## [Ziel 1]
Wie viele Wordvariablen enthält das Array im DB10 laut dem Auszug zum Alarm-DB?
## [Ziel 2]
Wiederhole bitte aus dem Auszug zum Alarm-DB die Stelle von „Im HMI lege“ bis einschließlich „jetzt quasi weitermachen.“ Wort für Wort.
## [Ziel 3]
Knüpfe an das Ende des Auszugs zum Alarm-DB an und schreib ihn weiter.

DATA_BLOCK "DB_Alarme"
TITLE =Die alarm-Nummer im DB ist identisch mit der Nummer im
//WinCCflexible-Bitmeldungen
//
//in dem Fall ein Array mit 30 Wordvariablen im DB10
//Der Text im DB Kommentar wird von der entsprechenden Nummer einfach in das Textfeld des Wordarrays übernommen,
//
{ S7_language := '7(1) Deutsch (Deutschland)  20.07.2015  06:04:30' }
VERSION : 0.1


  STRUCT     
   alarm_009 : BOOL ;    
   alarm_010 : BOOL ;    
   alarm_011 : BOOL ;    //
   alarm_012 : BOOL ;    
   alarm_013 : BOOL ;    
   alarm_014 : BOOL ;    //
   alarm_015 : BOOL ;    //
   alarm_016 : BOOL ;    //
   alarm_001 : BOOL ;    //
   alarm_002 : BOOL ;    //
   alarm_003 : BOOL ;    //alarm_003 
   alarm_004 : BOOL ;    //alarm_004 
   alarm_005 : BOOL ;    //alarm_005 
   alarm_006 : BOOL ;    //alarm_006 
   alarm_007 : BOOL ;    //alarm_007 
   alarm_008 : BOOL ;    //alarm_008 
   alarm_025 : BOOL ;    //alarm_025 /Störung Ventil 


Im HMI lege ich ein absolutes array an, das aus word ist.Das mache ich so groß das es alle Bitvariablen abdeckt.Die Störmelde-Nummer entspricht dann der Nummer der Alarmvariable.Den Text übernehme ich vom Alarm DB -Kommentar.Du siehst die Bytes sind vertauscht.So musst du jetzt quasi weitermachen.

## [Gegebene Daten]
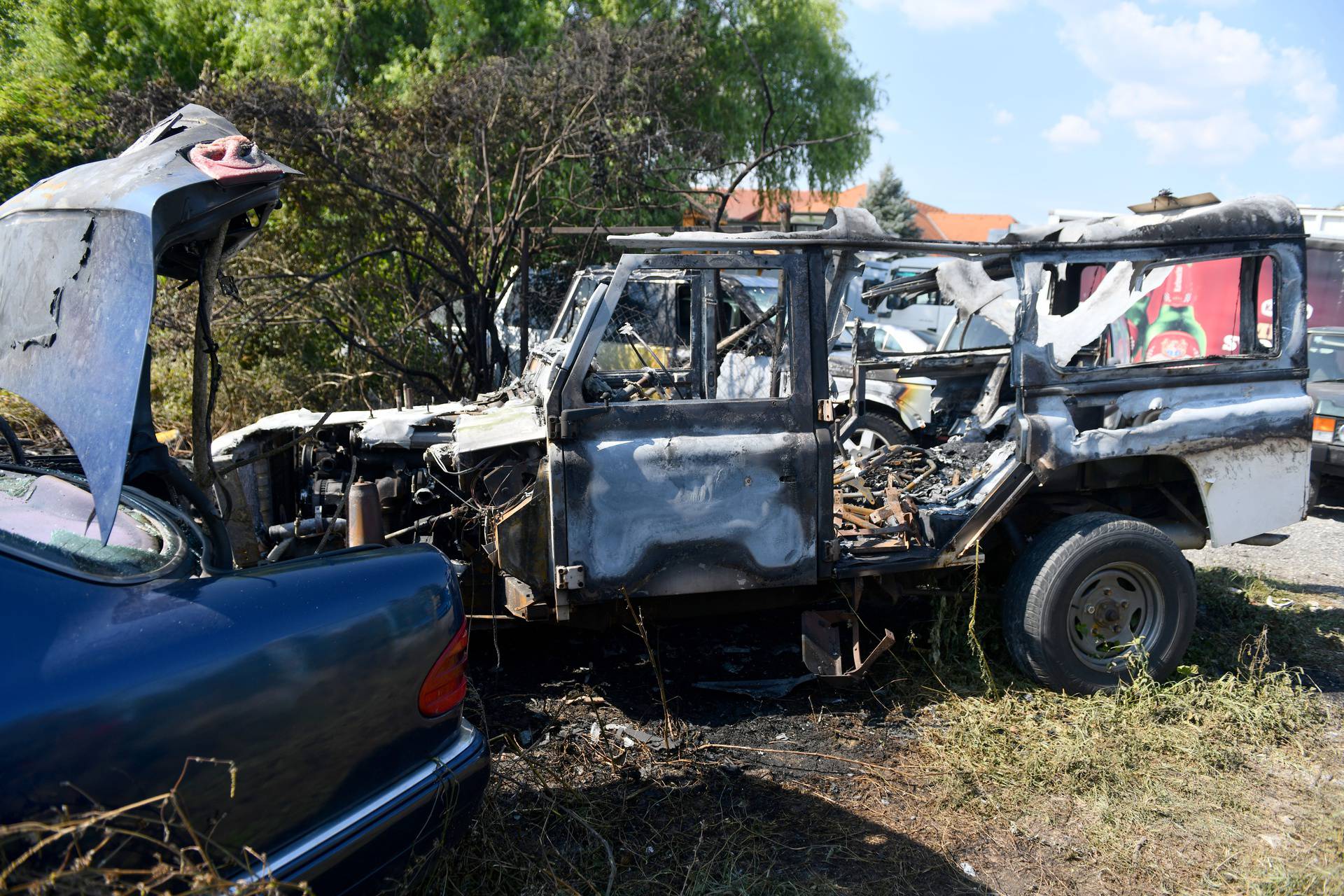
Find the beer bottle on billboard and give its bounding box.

## [Übungsergebnis 1]
30 Wordvariablen.

## [Übungsergebnis 2]
Im HMI lege ich ein absolutes array an, das aus word ist.Das mache ich so groß das es alle Bitvariablen abdeckt.Die Störmelde-Nummer entspricht dann der Nummer der Alarmvariable.Den Text übernehme ich vom Alarm DB -Kommentar.Du siehst die Bytes sind vertauscht.So musst du jetzt quasi weitermachen.

## [Übungsergebnis 3]
ich weiss nicht ob das bei dir geht.Kenne mich mit dem neuen System nicht aus.


----------



## Matze001 (22 Juli 2015)

Hallo,

das Bediengerät erlaubt schon den Datentyp "Word" - Aber nicht als interne Variable.
Wenn Du eine SPS-Word Variable verknüpfst funktioniert das.

Wo ist jetzt dein Problem mit dem Slice zugriff?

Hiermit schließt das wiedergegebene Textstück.